> Trecho do texto:

Graças ao trabalho de um bom fotógrafo, a claridade que destaca o altar de Nossa Senhora da Luz dos Pinhais é visível a todos. Para os fiéis, entretanto, a luminosidade da padroeira de Curitiba a acompanha desde sempre, antes mesmo da fundação oficial da cidade. Ao completar 350 anos, a igreja matriz sintetiza uma trajetória de lutas, obstáculos e conquistas, além do caminho a ser percorrido em momentos de crise. Não só no papel de guia espiritual, mas como patrimônio histórico da sociedade.
As celebrações para a marca histórica da Catedral de Curitiba tiveram início em 12 de agosto, com o lançamento de um selo postal personalizado. De 30 de agosto até dia 7 estão sendo realizadas missas preparatórias. No próximo 8 de setembro, dia da padroeira, entre várias festividades, haverá uma missa de abertura do ano jubilar, que vai durar até 30 de setembro de 2019, aniversário de 125 anos da instalação da Diocese de Curitiba – em alusão à posse do primeiro bispo, Dom José Camargo, e o título de catedral concedido à paróquia (1894).

> Problema A: Reproduza, sem mudar nada, as linhas dos registros da que contém "The exact mask" até a que contém "box: [211, 0, 224, 112]", incluindo essas duas.
O trecho acima não tem relação alguma com os registros.

> Dados do exercício:
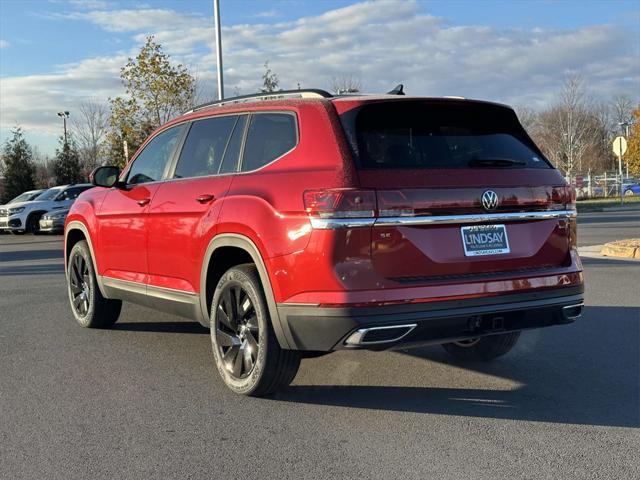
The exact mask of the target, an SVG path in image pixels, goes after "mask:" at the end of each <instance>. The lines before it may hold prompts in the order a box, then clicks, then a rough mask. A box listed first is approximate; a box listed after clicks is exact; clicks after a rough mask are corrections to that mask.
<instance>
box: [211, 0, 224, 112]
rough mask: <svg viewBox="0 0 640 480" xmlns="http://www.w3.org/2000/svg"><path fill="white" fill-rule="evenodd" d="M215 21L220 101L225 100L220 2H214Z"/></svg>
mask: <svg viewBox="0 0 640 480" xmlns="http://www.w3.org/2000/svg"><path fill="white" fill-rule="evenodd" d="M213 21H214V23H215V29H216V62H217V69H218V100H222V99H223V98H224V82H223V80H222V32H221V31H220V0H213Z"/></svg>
--
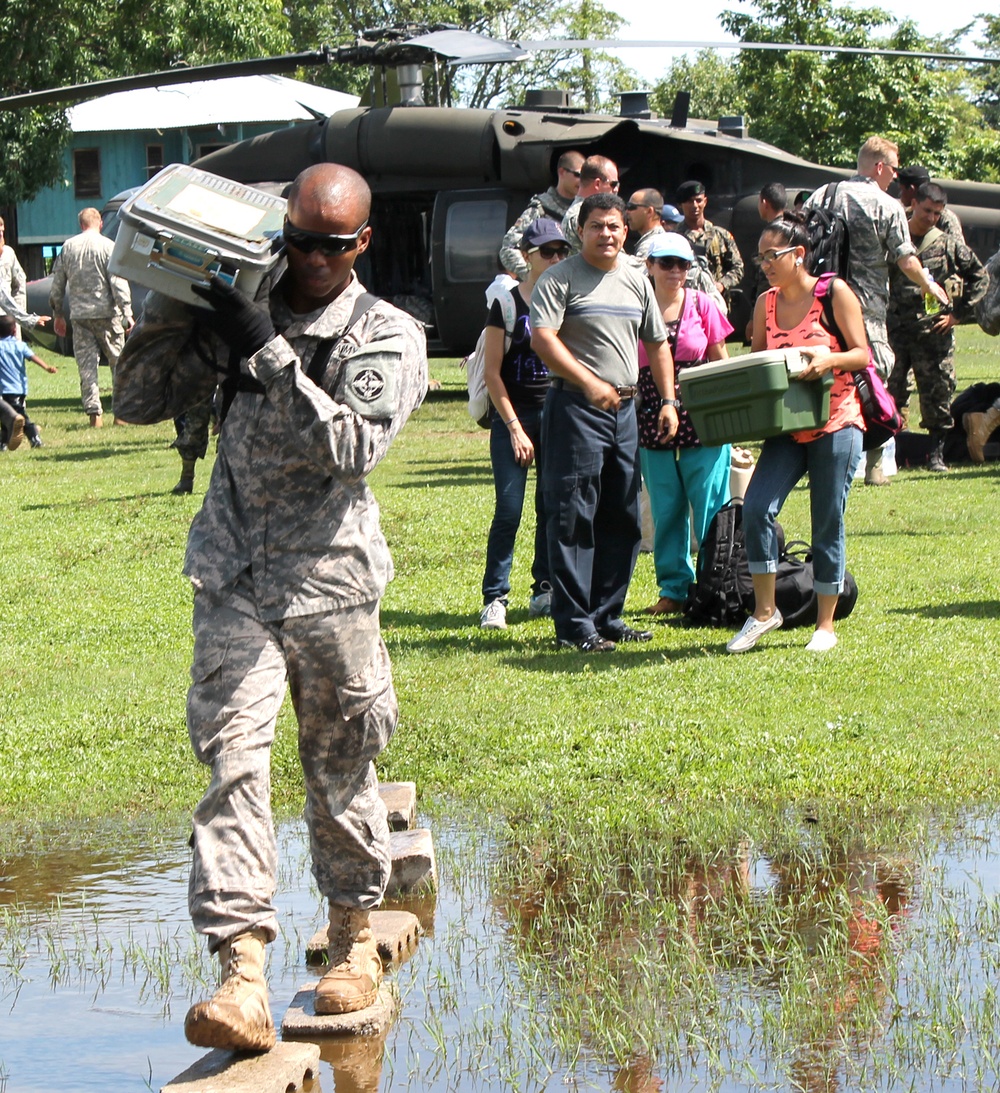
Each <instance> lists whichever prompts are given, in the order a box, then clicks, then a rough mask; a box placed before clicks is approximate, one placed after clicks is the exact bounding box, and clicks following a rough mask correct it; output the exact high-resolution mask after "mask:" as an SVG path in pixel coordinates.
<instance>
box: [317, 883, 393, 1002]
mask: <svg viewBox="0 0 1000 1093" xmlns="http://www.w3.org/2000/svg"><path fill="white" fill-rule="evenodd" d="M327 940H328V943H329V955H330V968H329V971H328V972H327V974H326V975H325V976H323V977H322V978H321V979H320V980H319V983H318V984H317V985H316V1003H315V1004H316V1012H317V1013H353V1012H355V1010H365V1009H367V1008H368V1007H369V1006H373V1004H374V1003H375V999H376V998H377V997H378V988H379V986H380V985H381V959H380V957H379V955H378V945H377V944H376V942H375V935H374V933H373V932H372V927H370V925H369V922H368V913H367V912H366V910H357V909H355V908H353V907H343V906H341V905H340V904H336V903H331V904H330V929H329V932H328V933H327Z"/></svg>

> Problema B: Apresente na íntegra, sem nenhuma alteração, o trecho sobre os 350 anos da Catedral de Curitiba.

> Solução A:
The exact mask of the target, an SVG path in image pixels, goes after "mask:" at the end of each <instance>. The lines before it may hold prompts in the order a box, then clicks, then a rough mask. A box listed first is approximate; a box listed after clicks is exact; clicks after a rough mask are corrections to that mask.
<instance>
box: [211, 0, 224, 112]

> Solução B:
Graças ao trabalho de um bom fotógrafo, a claridade que destaca o altar de Nossa Senhora da Luz dos Pinhais é visível a todos. Para os fiéis, entretanto, a luminosidade da padroeira de Curitiba a acompanha desde sempre, antes mesmo da fundação oficial da cidade. Ao completar 350 anos, a igreja matriz sintetiza uma trajetória de lutas, obstáculos e conquistas, além do caminho a ser percorrido em momentos de crise. Não só no papel de guia espiritual, mas como patrimônio histórico da sociedade.
As celebrações para a marca histórica da Catedral de Curitiba tiveram início em 12 de agosto, com o lançamento de um selo postal personalizado. De 30 de agosto até dia 7 estão sendo realizadas missas preparatórias. No próximo 8 de setembro, dia da padroeira, entre várias festividades, haverá uma missa de abertura do ano jubilar, que vai durar até 30 de setembro de 2019, aniversário de 125 anos da instalação da Diocese de Curitiba – em alusão à posse do primeiro bispo, Dom José Camargo, e o título de catedral concedido à paróquia (1894).